#### Text passage

Edit model card

image/png

Hermes + Leo = Hermeo

Hermeo-7B AWQ quantized

A quantized version of the malteos German-English language model hermeo-7b merged from DPOpenHermes-7B-v2 and leo-mistral-hessianai-7b-chat using mergekit. Both base models are fine-tuned versions of Mistral-7B-v0.1.

Model details

How to use

Requires:

pip3 install git+https://github.com/huggingface/transformers.git@72958fcd3c98a7afdc61f953aa58c544ebda2f79
 
pip3 install git+https://github.com/casper-hansen/AutoAWQ.git@1c5ccc791fa2cb0697db3b4070df1813f1736208

You currently can use this model using AutoAWQForCausalLM. Inference should be possible with transformers pipeline as well, but is not yet supported by AutoAWQ.

#### Set task a
According to the model card, which two models were merged to create hermeo-7b?
The records that come next are unrelated to the model card.

#### Records for this exercise
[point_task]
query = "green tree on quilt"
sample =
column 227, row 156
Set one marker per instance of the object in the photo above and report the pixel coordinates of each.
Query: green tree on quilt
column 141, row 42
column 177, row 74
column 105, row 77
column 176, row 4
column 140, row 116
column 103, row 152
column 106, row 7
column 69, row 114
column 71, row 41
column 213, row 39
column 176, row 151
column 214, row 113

#### Set task b
Echo every line of the records above, without any changes.

#### Worked solution a
DPOpenHermes-7B-v2 and leo-mistral-hessianai-7b-chat

#### Worked solution b
[point_task]
query = "green tree on quilt"
sample =
column 227, row 156
Set one marker per instance of the object in the photo above and report the pixel coordinates of each.
Query: green tree on quilt
column 141, row 42
column 177, row 74
column 105, row 77
column 176, row 4
column 140, row 116
column 103, row 152
column 106, row 7
column 69, row 114
column 71, row 41
column 213, row 39
column 176, row 151
column 214, row 113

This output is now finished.